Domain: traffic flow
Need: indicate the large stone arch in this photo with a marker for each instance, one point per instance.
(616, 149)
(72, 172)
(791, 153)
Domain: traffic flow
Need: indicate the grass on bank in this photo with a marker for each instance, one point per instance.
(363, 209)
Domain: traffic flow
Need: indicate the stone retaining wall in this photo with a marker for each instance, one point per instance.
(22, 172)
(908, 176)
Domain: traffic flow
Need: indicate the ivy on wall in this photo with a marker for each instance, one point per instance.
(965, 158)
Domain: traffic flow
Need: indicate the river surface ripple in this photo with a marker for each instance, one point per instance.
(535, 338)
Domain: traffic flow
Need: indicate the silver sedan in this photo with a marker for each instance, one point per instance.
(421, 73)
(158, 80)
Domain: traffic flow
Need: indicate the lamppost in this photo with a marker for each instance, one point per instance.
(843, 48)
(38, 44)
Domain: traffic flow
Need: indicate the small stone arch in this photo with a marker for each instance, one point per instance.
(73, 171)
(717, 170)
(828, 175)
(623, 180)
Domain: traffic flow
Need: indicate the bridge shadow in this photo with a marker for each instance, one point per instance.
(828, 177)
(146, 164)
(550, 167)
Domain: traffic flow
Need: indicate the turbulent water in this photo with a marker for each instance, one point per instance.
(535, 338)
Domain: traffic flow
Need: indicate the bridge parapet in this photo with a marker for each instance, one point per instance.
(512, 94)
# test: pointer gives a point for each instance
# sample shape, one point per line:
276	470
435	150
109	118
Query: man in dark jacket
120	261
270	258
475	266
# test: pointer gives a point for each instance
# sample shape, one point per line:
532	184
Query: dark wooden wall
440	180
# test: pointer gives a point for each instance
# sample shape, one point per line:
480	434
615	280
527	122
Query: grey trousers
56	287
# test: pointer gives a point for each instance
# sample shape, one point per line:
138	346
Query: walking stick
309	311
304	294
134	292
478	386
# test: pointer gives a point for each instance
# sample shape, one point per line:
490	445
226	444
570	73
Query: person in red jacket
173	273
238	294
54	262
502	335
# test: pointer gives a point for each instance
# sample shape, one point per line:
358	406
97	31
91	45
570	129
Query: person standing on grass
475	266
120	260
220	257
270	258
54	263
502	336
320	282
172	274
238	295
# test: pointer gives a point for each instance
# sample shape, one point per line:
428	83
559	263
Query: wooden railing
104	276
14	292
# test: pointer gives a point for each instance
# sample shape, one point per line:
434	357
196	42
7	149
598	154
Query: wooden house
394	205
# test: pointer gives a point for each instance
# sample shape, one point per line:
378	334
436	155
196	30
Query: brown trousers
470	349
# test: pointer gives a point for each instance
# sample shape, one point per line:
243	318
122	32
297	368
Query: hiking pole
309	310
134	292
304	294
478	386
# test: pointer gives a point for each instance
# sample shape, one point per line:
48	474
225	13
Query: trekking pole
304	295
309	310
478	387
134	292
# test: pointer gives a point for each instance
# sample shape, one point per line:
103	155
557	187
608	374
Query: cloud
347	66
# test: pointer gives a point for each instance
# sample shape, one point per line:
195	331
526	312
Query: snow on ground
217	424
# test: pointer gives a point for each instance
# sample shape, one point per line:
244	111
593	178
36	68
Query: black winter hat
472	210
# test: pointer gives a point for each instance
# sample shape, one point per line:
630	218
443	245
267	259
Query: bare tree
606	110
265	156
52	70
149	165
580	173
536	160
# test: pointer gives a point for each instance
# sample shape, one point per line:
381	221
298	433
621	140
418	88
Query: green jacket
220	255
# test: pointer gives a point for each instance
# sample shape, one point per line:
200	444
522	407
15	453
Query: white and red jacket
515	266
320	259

Stated goal: Give all of the entries again, word for word.

Answer to this problem:
Domain: traffic flow
Need: indicate the large stone arch in this photo with a marker for each instance, one point per instance.
(616, 149)
(72, 172)
(791, 153)
Domain: traffic flow
Need: indicate the grass on bank in this photo with a marker for each instance, one point per instance.
(363, 209)
Domain: traffic flow
Need: indicate the stone retaining wall in this photo with a marker for each instance, one point per instance.
(22, 172)
(908, 176)
Domain: traffic flow
Need: indicate the ivy on wall in this photo with a marker for each instance, one point per instance.
(965, 158)
Domain: traffic flow
Need: indicate the river surface ripple in this photo with a marker for each instance, one point per instance.
(535, 338)
Domain: traffic flow
Need: indicate the silver sedan in this photo with a marker for each instance, one point per instance.
(421, 73)
(158, 80)
Domain: traffic flow
Need: indicate the lamppost in this photo with a marker for each instance, one point per instance.
(843, 48)
(38, 44)
Domain: traffic flow
Need: indicate the small stone arch in this photo with a marker for each instance, one point per instance.
(73, 171)
(717, 170)
(828, 175)
(623, 180)
Domain: traffic flow
Need: indicate the bridge shadow in this photo with a marker for each instance, one point per instance.
(828, 177)
(146, 164)
(550, 167)
Domain: traffic flow
Need: indicate the turbulent water in this photo with a marker for each instance, one point per instance.
(535, 338)
Domain: traffic flow
Need: indicate the bridge parapet in this photo with a marker for each instance, one point per instance.
(512, 94)
# test: pointer gives a point for each instance
# sample shape, one point per line:
276	470
435	150
109	118
Query: man in dark jacket
120	261
270	258
475	266
# test: pointer gives a point for each instance
# sample shape, one point per line:
532	184
Query: dark wooden wall
440	180
# test: pointer gives a point for each instance
# sample shape, one point per line:
480	434
615	280
527	122
Query: grey trousers
56	287
# test: pointer gives a point for each instance
# sample shape, one point per line:
138	346
Query: walking stick
309	311
304	294
134	292
478	386
# test: pointer gives a point for each instance
# sample shape, one point per line:
490	445
226	444
570	73
Query: person in red jacket
173	273
238	294
54	262
502	335
# test: pointer gives a point for each instance
# sample shape, one point per line:
358	406
97	31
91	45
570	129
Query: person standing on grass
475	266
120	260
220	257
270	258
54	263
502	336
320	282
172	274
238	295
# test: pointer gives a point for each instance
# sample shape, one point per line:
428	83
559	263
Query: wooden railing
104	276
14	292
# test: pointer gives a point for each instance
# sample shape, one point per line:
434	357
196	42
7	149
598	154
Query: wooden house
394	205
# test: pointer gives a point for each instance
# sample shape, one point per line:
378	334
436	155
196	30
Query: brown trousers
470	349
# test: pointer gives a point for each instance
# sample shape, one point per line:
243	318
122	32
297	368
Query: hiking pole
309	310
134	292
304	294
478	386
# test: pointer gives a point for each instance
# sample shape, one point per line:
48	474
225	13
Query: trekking pole
304	295
309	310
478	387
134	292
# test: pointer gives a point for each instance
# sample shape, one point per line:
103	155
557	187
608	374
Query: cloud
347	66
# test: pointer gives a point for each instance
# sample shape, one point per line:
195	331
526	312
Query: snow on ground
217	424
# test: pointer gives a point for each instance
# sample shape, one point per line:
244	111
593	178
36	68
Query: black winter hat
472	210
# test: pointer gives a point for each instance
# sample shape, one point per line:
630	218
443	245
267	259
Query: bare tree
606	110
265	156
52	70
149	165
580	173
536	160
# test: pointer gives a point for each instance
# sample shape, one point per line:
381	221
298	433
621	140
418	88
Query: green jacket
220	255
# test: pointer gives a point for each instance
# sample shape, one point per line:
200	444
522	407
15	453
Query: white and red jacket
515	266
320	259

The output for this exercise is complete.